Provided entries =

▬▬▬▬▬▬▬▬▬▬

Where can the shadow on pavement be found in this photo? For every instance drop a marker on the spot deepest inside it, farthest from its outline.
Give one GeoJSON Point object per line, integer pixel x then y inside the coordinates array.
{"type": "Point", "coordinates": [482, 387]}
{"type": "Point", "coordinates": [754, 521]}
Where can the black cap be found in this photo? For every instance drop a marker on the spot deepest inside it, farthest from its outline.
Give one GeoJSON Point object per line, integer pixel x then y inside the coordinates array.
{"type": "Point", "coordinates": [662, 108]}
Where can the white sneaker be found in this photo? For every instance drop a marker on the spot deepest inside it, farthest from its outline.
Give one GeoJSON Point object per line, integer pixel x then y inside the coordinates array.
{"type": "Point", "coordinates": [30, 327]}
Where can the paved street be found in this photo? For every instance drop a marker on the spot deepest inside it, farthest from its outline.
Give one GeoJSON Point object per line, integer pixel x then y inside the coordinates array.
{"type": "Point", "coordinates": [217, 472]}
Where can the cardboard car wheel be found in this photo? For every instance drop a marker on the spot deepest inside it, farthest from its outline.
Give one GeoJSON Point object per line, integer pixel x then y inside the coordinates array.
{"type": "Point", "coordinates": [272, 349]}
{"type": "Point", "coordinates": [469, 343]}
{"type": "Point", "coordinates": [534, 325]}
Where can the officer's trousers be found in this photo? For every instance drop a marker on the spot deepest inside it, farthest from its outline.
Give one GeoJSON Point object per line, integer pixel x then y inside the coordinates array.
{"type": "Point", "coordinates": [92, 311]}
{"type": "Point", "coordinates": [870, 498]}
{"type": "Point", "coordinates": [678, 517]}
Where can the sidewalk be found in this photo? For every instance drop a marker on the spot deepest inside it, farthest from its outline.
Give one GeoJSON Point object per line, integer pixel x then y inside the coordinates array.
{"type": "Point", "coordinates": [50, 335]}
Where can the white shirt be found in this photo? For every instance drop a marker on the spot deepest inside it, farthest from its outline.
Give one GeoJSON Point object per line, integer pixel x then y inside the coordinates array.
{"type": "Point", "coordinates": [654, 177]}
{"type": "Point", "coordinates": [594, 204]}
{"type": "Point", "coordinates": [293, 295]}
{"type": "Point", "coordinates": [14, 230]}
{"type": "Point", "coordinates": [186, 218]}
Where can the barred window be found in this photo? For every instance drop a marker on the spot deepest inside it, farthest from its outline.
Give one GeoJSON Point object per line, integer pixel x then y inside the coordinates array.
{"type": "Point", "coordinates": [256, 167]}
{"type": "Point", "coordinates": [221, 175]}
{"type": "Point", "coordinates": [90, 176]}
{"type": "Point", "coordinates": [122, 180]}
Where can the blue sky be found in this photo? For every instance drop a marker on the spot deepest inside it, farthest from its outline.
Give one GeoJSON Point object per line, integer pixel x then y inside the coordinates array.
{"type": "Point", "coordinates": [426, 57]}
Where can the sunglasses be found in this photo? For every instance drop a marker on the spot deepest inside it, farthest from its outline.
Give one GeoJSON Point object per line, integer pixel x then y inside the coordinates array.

▬▬▬▬▬▬▬▬▬▬

What to produce = Reproduce the records verbatim, from the line containing "Where can the sunglasses" through the end of the records.

Complete output =
Where can the sunglasses be found in this photo? For every instance drop a marker on the spot deepest inside it, farthest from its outline.
Give one GeoJSON Point object per line, integer pixel x then y inside the coordinates array.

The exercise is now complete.